== PROVIDED ENTRIES ==

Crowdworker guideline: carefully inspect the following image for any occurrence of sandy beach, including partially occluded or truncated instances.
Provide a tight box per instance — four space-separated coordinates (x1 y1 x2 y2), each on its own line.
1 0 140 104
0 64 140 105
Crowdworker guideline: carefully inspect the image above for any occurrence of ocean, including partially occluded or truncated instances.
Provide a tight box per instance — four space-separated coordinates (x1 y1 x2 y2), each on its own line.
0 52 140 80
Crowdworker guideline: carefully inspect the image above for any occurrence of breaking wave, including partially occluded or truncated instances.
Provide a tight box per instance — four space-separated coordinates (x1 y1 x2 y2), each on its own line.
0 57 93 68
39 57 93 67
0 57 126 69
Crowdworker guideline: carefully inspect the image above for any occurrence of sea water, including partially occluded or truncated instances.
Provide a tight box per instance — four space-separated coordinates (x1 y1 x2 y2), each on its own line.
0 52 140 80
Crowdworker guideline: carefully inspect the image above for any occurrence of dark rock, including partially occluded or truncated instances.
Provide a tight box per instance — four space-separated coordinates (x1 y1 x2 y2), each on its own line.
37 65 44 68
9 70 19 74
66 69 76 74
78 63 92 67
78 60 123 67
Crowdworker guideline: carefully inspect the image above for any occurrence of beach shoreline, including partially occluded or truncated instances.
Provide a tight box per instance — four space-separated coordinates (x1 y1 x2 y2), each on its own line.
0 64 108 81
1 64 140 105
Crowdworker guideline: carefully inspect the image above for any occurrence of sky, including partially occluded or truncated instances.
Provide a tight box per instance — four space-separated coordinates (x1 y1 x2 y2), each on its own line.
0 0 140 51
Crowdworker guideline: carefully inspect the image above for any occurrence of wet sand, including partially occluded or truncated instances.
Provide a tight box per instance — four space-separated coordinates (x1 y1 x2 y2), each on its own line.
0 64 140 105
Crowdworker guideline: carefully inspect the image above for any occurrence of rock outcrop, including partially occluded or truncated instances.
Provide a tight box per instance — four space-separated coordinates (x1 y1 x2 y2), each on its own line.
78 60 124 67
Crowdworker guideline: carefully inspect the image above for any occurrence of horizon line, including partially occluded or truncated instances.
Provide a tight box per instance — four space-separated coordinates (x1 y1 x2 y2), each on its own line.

===

Go through the records and set each one down again, unchanged.

FINISHED EXERCISE:
Crowdworker guideline: carefully inspect the following image for any occurrence of sandy beach, including partially occluded or truncated instances.
Provide a tight box per instance — four space-separated coordinates (x1 y1 x2 y2), each on its own line.
1 0 140 104
0 64 140 105
Crowdworker guideline: carefully inspect the image above for any occurrence of ocean, including partially occluded or truncated instances.
Provide a tight box per instance — four space-separated coordinates (x1 y1 x2 y2), each on its own line.
0 52 140 80
Crowdworker guideline: carefully inspect the image above for any occurrence of breaking wave, including partially occluded or truncated instances.
Provide a tight box per instance — four space-separated coordinates (x1 y1 x2 y2), each on its own line.
0 57 93 68
39 57 93 67
0 57 126 69
Crowdworker guideline: carefully inspect the image above for any occurrence of sea water, including partially occluded or truncated instances.
Provide a tight box per instance — four space-separated coordinates (x1 y1 x2 y2), each on its own line.
0 52 140 80
Crowdworker guideline: carefully inspect the image above for any occurrence of dark rock, including partially occluded or truncated instances.
Provide a tight box per instance — four space-separated coordinates (x1 y1 x2 y2), each on its own line.
37 65 44 68
9 70 19 74
66 69 76 74
78 63 92 67
78 60 123 67
Crowdworker guideline: carefully inspect the image above for any occurrence of beach shoreline, including partially occluded or truncated instances.
Provide a tight box per instance — four space-separated coordinates (x1 y1 x2 y2), each on its own line.
0 64 108 81
1 64 140 105
Crowdworker guideline: carefully inspect the image above for any occurrence of sky, including partially occluded or truncated instances.
Provide a tight box per instance — four space-separated coordinates (x1 y1 x2 y2), each on its own line.
0 0 140 51
Crowdworker guideline: carefully inspect the image above for any occurrence of wet sand, including partially occluded or truncated instances.
Provide a tight box per instance — four space-separated coordinates (x1 y1 x2 y2), each on its own line.
0 64 140 105
Crowdworker guideline: carefully inspect the image above for any occurrence of rock outcrop, including partially occluded or truncated instances.
Provide a tight box per instance — four space-separated coordinates (x1 y1 x2 y2), each on its own line.
78 60 124 67
Crowdworker guideline: carefully inspect the image above for any occurrence of horizon line, including partially occluded or truncated instances.
Provide a tight box per instance — four space-separated coordinates (x1 y1 x2 y2), each on its own line.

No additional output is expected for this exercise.